■ To be done ■
Reproduce the records below verbatim, starting at the line that contains "If you could annotate the green" and ending with the final line of the records.

■ Entries provided ■
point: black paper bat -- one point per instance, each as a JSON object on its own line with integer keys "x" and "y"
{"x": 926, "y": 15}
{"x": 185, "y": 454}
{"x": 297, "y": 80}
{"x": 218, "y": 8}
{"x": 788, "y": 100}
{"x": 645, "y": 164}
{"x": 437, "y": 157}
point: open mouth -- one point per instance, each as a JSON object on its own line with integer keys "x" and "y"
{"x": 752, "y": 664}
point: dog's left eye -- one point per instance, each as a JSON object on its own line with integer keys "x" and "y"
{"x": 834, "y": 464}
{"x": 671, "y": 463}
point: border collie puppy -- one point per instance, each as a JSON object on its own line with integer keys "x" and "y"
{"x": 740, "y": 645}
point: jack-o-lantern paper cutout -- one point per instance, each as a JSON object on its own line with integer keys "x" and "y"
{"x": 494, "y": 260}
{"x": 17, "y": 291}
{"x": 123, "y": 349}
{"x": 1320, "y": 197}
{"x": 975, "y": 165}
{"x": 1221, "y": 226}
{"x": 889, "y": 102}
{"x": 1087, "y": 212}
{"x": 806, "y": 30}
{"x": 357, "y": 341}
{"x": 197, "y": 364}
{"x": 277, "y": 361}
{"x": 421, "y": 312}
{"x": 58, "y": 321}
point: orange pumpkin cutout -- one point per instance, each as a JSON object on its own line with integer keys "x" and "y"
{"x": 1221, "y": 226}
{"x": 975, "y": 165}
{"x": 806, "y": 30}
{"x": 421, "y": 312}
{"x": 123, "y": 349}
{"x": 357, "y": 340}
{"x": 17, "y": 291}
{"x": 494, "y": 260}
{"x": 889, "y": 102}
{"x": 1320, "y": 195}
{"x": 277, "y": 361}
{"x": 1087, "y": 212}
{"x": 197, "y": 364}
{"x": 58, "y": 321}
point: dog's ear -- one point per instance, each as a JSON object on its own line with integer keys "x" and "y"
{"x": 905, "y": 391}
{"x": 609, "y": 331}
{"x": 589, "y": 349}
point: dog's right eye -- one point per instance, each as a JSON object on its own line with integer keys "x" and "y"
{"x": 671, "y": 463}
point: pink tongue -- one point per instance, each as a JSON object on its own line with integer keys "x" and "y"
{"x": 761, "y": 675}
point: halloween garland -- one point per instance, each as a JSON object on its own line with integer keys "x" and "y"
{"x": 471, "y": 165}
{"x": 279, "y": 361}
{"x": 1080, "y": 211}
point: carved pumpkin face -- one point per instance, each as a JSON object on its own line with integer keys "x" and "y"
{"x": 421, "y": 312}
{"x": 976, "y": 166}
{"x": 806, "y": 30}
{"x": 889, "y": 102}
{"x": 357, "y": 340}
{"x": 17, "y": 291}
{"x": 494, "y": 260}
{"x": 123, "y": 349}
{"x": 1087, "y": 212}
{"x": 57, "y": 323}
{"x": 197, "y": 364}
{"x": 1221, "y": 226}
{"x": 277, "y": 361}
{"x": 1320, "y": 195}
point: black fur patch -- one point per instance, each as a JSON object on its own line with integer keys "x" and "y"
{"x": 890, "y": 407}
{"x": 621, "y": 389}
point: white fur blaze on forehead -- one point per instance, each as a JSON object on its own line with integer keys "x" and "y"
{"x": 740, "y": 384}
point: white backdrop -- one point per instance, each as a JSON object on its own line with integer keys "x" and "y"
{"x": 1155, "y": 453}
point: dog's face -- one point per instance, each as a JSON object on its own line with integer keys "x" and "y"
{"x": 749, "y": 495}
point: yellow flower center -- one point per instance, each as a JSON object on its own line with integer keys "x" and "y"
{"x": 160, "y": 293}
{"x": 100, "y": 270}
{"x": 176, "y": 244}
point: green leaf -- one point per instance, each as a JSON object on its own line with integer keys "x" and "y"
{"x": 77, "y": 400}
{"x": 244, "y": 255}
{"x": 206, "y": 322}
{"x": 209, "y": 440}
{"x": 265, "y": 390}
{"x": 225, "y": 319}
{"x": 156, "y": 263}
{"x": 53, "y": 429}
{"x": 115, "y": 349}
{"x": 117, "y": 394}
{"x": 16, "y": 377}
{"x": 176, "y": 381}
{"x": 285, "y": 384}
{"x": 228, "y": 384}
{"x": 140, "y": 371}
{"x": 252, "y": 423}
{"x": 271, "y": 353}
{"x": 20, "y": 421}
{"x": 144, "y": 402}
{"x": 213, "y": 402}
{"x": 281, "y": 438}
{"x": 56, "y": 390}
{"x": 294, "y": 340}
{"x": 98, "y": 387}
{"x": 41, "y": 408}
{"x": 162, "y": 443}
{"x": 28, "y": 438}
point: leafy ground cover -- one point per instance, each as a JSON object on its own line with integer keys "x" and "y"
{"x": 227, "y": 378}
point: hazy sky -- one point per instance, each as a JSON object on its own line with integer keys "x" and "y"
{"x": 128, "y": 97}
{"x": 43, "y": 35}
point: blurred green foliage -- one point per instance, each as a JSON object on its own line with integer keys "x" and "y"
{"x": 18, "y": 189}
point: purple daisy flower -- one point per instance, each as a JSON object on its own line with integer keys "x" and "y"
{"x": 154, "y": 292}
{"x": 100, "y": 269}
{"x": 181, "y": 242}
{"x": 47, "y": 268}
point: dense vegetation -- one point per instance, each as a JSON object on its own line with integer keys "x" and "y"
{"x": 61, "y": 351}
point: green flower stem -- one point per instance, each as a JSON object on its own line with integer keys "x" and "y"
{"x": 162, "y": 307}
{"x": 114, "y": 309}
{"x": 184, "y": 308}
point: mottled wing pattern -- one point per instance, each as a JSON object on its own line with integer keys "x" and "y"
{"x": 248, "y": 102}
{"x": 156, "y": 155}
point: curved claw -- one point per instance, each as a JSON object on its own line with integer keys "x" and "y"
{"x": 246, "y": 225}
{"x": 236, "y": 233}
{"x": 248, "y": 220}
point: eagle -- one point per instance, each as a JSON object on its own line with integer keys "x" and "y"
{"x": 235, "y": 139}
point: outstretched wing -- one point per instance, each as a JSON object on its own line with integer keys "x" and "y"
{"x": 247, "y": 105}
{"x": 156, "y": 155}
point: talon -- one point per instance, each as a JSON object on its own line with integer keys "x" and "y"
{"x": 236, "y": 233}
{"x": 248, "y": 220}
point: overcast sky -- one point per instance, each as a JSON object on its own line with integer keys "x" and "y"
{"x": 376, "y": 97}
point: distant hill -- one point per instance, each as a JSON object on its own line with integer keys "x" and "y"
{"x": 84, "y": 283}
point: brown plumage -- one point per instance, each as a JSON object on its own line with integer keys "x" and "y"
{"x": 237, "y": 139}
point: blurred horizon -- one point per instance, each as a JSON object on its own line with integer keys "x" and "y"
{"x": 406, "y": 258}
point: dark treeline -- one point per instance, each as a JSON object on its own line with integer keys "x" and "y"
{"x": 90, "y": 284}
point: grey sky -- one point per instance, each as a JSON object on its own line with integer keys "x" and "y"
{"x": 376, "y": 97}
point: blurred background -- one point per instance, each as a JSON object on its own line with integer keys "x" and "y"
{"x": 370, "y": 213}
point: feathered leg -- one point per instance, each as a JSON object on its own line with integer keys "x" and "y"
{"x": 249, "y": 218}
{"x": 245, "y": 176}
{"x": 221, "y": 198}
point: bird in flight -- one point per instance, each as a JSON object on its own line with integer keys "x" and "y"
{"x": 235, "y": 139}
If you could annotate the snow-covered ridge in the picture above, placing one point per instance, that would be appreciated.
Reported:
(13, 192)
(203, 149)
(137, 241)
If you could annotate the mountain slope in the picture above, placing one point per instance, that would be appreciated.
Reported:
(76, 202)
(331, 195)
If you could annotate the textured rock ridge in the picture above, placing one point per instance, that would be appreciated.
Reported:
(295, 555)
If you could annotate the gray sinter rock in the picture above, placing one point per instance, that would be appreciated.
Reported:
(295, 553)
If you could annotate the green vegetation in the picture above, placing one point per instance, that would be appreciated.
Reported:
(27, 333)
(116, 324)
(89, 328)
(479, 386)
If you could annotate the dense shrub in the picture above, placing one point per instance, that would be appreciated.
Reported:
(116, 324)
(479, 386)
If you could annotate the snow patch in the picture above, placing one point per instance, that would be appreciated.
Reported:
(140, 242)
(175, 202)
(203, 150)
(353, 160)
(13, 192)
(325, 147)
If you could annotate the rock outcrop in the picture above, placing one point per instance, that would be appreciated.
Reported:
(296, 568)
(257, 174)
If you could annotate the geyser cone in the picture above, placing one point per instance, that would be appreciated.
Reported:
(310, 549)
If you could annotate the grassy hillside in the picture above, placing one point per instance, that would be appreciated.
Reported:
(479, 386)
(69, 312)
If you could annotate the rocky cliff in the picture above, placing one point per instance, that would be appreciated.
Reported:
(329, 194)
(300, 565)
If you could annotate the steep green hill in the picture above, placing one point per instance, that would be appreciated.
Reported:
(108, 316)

■ Output of the task ■
If you could annotate the green vegetation in the picture above, placing one point per instance, that would be appreciated.
Reported:
(27, 333)
(116, 324)
(89, 328)
(479, 386)
If you could annotate the dense shrub in the picture above, placing one point per instance, that would be appreciated.
Reported:
(116, 324)
(479, 386)
If you could annotate the snow patch in the picture above, placing one point per instance, that would be appreciated.
Reported:
(140, 242)
(175, 202)
(203, 150)
(353, 160)
(13, 192)
(325, 147)
If you could annotate the rock outcrop in the picture above, placing one point per instance, that would be appreciated.
Reported:
(296, 568)
(257, 174)
If you could annotate the geyser cone in the picture above, placing one point per instance, that would be appreciated.
Reported:
(310, 549)
If you could annotate the grassy hillside in the picture above, placing one point per instance, that would be appreciated.
Reported:
(479, 386)
(69, 312)
If you could annotate the rocky cliff in the picture above, placing one point per instance, that would be appreciated.
Reported:
(329, 194)
(300, 565)
If you could annotate the steep green hill in the picture above, placing one point per instance, that would be appreciated.
Reported:
(108, 316)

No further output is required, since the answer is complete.